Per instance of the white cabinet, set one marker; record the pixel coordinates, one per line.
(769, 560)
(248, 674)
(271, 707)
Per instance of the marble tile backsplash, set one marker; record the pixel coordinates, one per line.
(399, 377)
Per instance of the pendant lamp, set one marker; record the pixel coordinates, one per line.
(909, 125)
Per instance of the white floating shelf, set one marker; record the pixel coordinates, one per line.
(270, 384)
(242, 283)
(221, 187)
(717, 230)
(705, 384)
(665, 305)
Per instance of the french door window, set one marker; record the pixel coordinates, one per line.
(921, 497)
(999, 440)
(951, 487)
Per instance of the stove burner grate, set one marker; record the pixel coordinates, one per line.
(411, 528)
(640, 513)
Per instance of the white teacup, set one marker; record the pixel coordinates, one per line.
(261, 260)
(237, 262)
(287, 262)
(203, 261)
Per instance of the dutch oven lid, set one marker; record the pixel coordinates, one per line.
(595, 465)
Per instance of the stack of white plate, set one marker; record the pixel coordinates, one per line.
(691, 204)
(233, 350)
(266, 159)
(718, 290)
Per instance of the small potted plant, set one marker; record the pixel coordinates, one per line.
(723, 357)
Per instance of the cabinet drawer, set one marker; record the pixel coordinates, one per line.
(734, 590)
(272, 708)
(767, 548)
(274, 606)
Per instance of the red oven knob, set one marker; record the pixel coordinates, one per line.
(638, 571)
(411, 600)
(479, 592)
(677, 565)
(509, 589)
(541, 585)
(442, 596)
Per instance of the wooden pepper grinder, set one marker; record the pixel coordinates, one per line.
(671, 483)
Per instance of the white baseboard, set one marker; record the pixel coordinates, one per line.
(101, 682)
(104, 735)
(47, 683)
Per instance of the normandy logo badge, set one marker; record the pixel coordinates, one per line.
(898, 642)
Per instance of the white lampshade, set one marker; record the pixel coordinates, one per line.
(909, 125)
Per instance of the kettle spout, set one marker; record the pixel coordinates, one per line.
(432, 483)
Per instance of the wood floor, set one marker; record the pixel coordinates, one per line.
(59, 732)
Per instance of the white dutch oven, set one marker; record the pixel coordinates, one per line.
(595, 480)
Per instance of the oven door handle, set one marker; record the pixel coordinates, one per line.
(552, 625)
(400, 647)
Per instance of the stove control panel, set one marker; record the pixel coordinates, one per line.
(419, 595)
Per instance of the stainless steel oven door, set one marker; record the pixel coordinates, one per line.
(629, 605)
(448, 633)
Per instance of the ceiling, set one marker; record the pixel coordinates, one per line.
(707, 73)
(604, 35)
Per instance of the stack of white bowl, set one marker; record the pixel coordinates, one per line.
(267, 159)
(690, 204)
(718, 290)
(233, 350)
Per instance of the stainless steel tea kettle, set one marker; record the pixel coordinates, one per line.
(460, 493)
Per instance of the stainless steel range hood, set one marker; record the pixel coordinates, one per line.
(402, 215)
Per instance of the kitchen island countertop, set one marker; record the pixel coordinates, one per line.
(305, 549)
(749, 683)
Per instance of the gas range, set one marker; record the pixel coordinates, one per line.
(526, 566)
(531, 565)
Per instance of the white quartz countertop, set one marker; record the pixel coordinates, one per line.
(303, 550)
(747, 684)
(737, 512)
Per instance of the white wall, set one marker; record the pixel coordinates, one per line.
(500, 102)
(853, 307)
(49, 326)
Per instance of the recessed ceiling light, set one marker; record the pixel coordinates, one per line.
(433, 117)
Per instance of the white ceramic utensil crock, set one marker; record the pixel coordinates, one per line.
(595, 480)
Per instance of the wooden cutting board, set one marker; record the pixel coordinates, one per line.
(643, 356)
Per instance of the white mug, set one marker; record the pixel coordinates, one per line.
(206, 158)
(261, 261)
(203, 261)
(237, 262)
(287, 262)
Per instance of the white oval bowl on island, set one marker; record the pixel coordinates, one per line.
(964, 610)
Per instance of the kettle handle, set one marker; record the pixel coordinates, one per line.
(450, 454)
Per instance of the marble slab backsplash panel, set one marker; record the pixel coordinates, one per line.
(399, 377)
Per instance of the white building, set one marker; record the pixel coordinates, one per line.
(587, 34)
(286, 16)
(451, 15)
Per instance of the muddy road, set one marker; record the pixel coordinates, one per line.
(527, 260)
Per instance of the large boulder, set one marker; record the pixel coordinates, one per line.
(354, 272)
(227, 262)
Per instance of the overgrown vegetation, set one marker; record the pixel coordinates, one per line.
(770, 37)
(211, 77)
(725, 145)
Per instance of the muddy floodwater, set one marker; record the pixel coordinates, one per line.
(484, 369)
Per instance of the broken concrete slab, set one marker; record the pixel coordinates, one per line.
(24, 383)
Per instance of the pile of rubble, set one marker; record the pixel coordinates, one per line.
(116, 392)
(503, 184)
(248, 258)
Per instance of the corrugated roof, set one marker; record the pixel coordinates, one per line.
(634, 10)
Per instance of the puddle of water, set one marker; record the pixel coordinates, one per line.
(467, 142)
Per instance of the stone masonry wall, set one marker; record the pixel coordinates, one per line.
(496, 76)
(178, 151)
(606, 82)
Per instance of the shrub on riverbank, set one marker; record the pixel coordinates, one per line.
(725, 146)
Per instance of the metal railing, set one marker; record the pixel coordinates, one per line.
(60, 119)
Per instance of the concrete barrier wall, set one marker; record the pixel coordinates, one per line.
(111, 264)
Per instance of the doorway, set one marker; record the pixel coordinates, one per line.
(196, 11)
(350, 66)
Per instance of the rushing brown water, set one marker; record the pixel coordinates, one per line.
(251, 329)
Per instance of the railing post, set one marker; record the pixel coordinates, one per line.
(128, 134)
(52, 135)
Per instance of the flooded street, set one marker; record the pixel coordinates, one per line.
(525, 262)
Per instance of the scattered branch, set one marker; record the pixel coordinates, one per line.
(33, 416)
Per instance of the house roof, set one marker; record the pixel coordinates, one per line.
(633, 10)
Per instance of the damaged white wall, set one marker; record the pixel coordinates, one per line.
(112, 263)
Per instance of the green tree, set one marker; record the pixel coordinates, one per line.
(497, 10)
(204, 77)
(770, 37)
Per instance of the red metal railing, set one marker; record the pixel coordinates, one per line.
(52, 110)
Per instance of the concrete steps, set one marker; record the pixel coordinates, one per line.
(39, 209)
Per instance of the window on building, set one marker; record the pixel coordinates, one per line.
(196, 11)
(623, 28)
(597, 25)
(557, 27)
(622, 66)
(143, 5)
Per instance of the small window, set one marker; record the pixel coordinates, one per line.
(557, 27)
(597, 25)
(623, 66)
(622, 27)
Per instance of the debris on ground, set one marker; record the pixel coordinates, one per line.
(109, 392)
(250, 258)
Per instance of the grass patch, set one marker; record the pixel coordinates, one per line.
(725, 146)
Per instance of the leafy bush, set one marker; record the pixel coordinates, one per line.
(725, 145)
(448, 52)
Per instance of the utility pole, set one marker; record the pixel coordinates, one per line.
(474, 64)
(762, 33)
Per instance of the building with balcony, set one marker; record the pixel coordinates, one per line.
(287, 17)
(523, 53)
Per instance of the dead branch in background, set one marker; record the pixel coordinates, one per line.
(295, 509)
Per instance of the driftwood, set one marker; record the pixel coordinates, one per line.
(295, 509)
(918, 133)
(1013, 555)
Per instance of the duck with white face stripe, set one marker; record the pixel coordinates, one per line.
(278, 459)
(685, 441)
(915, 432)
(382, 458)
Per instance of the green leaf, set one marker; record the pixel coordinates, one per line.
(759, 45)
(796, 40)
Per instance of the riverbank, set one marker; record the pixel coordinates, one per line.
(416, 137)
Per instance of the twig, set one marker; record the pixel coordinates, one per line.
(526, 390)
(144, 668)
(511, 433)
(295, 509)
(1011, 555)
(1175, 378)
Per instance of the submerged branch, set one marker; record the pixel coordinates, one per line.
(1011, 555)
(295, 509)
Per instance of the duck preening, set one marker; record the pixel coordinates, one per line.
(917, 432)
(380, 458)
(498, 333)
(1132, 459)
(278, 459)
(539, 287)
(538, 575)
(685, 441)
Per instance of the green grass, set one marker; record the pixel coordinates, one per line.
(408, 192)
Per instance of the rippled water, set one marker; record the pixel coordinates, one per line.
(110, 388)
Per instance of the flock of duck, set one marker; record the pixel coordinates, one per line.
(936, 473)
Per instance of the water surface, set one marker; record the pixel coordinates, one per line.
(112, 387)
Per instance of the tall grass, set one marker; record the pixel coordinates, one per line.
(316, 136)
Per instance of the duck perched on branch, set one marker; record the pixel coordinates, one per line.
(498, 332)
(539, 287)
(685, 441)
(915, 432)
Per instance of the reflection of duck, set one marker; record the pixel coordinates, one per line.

• _Your instructions_: Only the lines from the one with "Per instance of the duck preening, set" through the end of the material are wanted; copy them exactly, both ends included.

• _Answer area_:
Per instance of the duck preening, set one marker; record the pixel coordinates, one per line.
(917, 432)
(380, 458)
(498, 333)
(1132, 459)
(278, 459)
(539, 287)
(538, 575)
(685, 441)
Per instance of the green grass, set one marker; record the pixel coordinates, one per line.
(408, 192)
Per instance of the rippled water, set one marker; record the pixel coordinates, one per line.
(110, 388)
Per instance of the flock of duck, set one marker; record the pixel coordinates, one per line.
(936, 473)
Per instance of the water surface, set one marker; record the pixel coordinates, one per line.
(112, 387)
Per instance of the tall grass, set one marker; record the pixel coordinates, one per line.
(316, 136)
Per instance of the duck perched on branch, set one marker; record the pixel coordinates, one per line.
(498, 332)
(539, 287)
(685, 441)
(915, 432)
Per instance of the reflection of duck, set one marker; record the pixel coordinates, one per line.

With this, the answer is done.